Analytics/Archive/Editor Engagement Vital Signs/Backfilling
This page is archived! Find new documentation at https://wikitech.wikimedia.org/wiki/Analytics/Vital_Signs
Backfilling
[edit]Some benchmarks of how log did it take to backfill data for Rolling Active Editor EEVS metric. The point is to have a ballpark estimate for our backfilling and make sure future code changes do not blow up these numbers.
Numbers will fluctuate depending on labs DB access but they should not diverge much from these.
We use as baseline our master branch on 2014-06-12 versus changes on this patchset: https://gerrit.wikimedia.org/r/#/c/150475/
Labs db infrstructure ( labsdb1002 dewiki, commons, etc) was upgraded to maria db about the last week of July. All data is on an SSD now.
Config for celery was:
BROKER_URL : redis://localhost:6379/0 CELERY_RESULT_BACKEND : redis://localhost:6379/0 CELERY_TASK_RESULT_EXPIRES : 2592000 CELERY_DISABLE_RATE_LIMITS : True CELERY_STORE_ERRORS_EVEN_IF_IGNORED : True CELERYD_CONCURRENCY : 10 CELERYD_TASK_TIME_LIMIT : 3630 CELERYD_TASK_SOFT_TIME_LIMIT : 3600 DEBUG : False LOG_LEVEL : INFO MAX_PARALLEL_PER_RUN : 10 MAX_INSTANCES_PER_RECURRENT_REPORT : 365 CELERY_BEAT_DATAFILE : /var/run/wikimetrics/celerybeat_scheduled_tasks CELERY_BEAT_PIDFILE : /var/run/wikimetrics/celerybeat.pid CELERYBEAT_SCHEDULE : 'update-daily-recurring-reports': 'task' : 'wikimetrics.schedules.daily.recurring_reports' # The schedule can be set to 'daily' for a crontab-like daily recurrence 'schedule' : debug
Results with patchset https://gerrit.wikimedia.org/r/#/c/150475/
[edit]rowiki
[edit]- Backfilling of 3 months of data takes about 3 minutes
- Backfilling of 1 year of data takes about 10 minutes
eswiki
[edit]- Backfilling of 3 months of data took 8 minutes.

Dataset records:
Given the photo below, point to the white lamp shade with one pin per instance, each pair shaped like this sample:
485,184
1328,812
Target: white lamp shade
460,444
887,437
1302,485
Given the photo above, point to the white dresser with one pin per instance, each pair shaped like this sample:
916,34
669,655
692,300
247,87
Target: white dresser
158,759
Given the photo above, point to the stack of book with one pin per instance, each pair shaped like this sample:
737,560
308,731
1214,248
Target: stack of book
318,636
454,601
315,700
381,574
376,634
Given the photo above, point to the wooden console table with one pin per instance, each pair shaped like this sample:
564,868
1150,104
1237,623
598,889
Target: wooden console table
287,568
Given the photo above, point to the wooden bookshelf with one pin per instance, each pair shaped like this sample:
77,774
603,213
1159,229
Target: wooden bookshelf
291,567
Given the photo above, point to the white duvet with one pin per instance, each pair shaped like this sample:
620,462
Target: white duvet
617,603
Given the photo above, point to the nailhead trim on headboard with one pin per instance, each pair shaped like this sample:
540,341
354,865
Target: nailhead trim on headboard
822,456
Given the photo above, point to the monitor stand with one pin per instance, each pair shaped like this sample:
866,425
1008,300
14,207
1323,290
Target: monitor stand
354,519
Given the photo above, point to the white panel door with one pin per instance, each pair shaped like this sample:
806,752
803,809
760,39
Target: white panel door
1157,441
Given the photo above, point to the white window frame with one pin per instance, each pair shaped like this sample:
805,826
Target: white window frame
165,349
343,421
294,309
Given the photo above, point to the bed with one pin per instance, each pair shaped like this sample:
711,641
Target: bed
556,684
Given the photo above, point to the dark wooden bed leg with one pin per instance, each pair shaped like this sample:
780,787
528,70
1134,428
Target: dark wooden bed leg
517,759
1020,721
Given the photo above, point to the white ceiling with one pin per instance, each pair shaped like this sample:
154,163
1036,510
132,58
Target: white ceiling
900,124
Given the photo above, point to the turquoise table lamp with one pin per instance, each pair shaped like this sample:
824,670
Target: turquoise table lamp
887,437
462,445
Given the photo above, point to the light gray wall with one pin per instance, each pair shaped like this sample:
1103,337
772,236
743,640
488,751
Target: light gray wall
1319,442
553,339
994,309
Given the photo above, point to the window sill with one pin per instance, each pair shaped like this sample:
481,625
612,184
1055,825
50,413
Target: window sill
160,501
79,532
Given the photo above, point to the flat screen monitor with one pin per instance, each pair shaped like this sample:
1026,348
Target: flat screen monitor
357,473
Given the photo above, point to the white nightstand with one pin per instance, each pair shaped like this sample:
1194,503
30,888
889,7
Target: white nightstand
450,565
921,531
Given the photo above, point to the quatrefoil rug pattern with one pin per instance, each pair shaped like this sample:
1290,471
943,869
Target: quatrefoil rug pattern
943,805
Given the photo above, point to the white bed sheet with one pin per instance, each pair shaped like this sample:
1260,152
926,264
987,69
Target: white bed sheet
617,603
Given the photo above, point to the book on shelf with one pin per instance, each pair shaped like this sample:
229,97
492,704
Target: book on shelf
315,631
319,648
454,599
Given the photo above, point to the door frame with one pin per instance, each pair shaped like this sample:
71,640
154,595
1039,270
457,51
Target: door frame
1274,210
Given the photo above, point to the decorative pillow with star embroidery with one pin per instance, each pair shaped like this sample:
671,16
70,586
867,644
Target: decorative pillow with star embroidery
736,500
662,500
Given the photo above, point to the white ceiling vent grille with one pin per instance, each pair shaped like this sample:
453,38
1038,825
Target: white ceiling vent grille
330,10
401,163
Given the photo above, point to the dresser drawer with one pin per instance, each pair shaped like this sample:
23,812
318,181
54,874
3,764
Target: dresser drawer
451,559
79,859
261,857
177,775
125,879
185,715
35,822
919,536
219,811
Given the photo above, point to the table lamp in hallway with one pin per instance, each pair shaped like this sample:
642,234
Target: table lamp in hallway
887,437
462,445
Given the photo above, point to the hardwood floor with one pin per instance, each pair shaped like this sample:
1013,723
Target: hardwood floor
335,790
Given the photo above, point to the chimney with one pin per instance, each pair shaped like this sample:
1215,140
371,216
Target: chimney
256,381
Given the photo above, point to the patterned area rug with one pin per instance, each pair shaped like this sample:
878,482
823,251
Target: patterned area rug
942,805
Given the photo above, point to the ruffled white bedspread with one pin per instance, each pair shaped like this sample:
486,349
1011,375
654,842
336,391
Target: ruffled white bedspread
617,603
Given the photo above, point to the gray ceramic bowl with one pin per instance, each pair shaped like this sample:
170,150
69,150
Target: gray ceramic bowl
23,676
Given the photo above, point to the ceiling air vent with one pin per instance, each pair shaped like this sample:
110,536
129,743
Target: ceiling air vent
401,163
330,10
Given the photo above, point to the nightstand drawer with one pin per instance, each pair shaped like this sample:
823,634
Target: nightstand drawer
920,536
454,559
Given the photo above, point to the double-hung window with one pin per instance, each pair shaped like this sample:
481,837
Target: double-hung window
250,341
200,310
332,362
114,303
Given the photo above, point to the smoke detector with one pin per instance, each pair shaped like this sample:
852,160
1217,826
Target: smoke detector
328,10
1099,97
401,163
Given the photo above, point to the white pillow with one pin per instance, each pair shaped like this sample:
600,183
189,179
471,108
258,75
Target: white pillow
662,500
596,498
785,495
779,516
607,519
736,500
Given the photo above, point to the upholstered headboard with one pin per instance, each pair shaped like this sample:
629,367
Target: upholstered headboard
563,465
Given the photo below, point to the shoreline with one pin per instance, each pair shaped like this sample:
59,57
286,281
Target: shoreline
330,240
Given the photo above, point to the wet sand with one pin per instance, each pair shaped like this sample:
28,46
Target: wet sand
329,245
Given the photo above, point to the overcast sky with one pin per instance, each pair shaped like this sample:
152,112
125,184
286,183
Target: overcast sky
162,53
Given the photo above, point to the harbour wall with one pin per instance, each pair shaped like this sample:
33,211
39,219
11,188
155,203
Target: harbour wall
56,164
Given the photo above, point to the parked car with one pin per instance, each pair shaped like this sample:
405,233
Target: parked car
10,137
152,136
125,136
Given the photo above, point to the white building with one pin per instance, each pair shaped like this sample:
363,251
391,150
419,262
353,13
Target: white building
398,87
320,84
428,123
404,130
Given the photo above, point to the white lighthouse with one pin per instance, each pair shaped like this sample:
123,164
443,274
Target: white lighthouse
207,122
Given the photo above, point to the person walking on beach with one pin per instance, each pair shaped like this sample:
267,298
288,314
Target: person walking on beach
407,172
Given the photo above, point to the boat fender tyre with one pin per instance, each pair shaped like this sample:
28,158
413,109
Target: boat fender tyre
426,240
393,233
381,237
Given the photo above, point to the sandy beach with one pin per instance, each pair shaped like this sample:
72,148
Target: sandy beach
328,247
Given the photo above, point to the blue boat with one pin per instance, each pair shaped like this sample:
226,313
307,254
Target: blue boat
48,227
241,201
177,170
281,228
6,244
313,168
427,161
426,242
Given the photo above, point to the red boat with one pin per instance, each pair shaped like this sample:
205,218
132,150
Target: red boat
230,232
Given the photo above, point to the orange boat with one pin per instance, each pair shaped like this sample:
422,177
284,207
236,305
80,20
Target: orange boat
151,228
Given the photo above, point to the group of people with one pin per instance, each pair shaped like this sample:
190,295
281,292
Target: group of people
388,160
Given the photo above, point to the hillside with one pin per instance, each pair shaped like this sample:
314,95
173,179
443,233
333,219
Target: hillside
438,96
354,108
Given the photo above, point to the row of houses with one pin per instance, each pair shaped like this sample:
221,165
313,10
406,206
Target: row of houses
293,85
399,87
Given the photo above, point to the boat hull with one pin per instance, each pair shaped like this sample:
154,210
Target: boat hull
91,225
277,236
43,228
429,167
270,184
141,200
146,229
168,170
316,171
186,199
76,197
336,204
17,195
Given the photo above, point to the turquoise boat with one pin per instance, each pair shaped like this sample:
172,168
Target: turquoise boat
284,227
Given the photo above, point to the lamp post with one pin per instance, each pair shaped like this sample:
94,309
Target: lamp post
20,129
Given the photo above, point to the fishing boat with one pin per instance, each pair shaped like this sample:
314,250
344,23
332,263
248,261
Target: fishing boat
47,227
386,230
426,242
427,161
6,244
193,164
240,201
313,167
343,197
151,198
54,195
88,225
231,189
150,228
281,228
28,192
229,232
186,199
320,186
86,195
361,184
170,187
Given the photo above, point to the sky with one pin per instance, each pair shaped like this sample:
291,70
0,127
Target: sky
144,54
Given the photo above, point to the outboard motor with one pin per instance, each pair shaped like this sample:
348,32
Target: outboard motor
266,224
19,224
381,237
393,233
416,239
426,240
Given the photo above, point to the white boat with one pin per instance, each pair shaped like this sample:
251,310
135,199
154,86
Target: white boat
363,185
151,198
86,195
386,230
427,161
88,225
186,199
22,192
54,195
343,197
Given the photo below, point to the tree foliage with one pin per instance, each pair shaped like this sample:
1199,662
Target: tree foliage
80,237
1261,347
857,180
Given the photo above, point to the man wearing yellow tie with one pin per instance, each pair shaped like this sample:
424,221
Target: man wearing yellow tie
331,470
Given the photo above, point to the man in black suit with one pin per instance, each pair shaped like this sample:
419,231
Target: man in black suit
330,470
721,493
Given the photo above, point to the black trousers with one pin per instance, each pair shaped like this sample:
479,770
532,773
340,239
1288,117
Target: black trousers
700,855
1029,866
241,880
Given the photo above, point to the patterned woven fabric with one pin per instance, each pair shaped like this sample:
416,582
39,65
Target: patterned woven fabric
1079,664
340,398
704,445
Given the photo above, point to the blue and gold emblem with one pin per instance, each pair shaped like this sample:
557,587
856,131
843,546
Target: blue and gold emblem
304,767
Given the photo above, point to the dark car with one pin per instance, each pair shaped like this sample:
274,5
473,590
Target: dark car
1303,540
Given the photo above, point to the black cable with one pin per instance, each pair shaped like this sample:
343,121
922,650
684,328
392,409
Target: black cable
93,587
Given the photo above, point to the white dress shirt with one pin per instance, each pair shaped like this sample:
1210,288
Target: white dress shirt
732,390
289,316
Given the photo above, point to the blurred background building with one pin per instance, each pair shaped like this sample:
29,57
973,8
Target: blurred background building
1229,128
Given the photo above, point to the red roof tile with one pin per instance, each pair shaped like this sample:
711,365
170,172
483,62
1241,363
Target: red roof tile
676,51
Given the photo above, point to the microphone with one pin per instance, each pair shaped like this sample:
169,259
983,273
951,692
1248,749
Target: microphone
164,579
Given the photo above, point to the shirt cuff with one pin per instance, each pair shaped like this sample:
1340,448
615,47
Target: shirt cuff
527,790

Set exercise 1: In the backfilling benchmarks page, about how long does backfilling one year of rowiki data take?
Set exercise 2: Write out the backfilling benchmarks page from "Numbers will fluctuate" up to and including "an SSD now.".
Set exercise 3: Write what comes next in the backfilling benchmarks page, picking up after its final line.

Written reply 1: About 10 minutes.

Written reply 2:
Numbers will fluctuate depending on labs DB access but they should not diverge much from these.
We use as baseline our master branch on 2014-06-12 versus changes on this patchset: https://gerrit.wikimedia.org/r/#/c/150475/
Labs db infrstructure ( labsdb1002 dewiki, commons, etc) was upgraded to maria db about the last week of July. All data is on an SSD now.

Written reply 3:
- Backfilling of 5 months of data took 10 minutes
- Backfilling of 1 year of data took 30 minutes
frwiki
[edit]- backfilling 3 months took 12 mins
Results with master branch (72ac421affa0c90183d9dde743cc79a91525fe12)
[edit]rowiki
[edit]- Backfilling of 3 months of data takes about 3 minutes
- Backfilling of 1 year of data takes about 6 minutes
frwiki
[edit]- Backfilling 3 months: 7 mins
Results with patchset https://gerrit.wikimedia.org/r/#/c/158630/
[edit]rowiki RollingNewActiveEditor
[edit]- Backfilling 3 months: 42 seconds
rowiki RollingSurvivingNewActiveEditor
[edit]- Backfilling 3 months: 44 seconds
frwiki RollingNewActiveEditor
[edit]- Backfilling 3 months: 3.5 minutes
frwiki RollingSurvivingNewActiveEditor
[edit]- Backfilling 3 months: 4.5 minutes
RollingRecurringOldActiveEditor, patch: https://gerrit.wikimedia.org/r/#/c/161521/
[edit]ruwiki
[edit]- Backfilling 1 day - 4 minutes
- Backfilling 1 week - 4 minutes
- Backfilling a month - 7minutes
frwiki
[edit]- Backfilling 2 months: 12 minutes
Rolling Recurrent old active editor https://gerrit.wikimedia.org/r/#/c/161521/
[edit]Select as is did not run (as in it run forever)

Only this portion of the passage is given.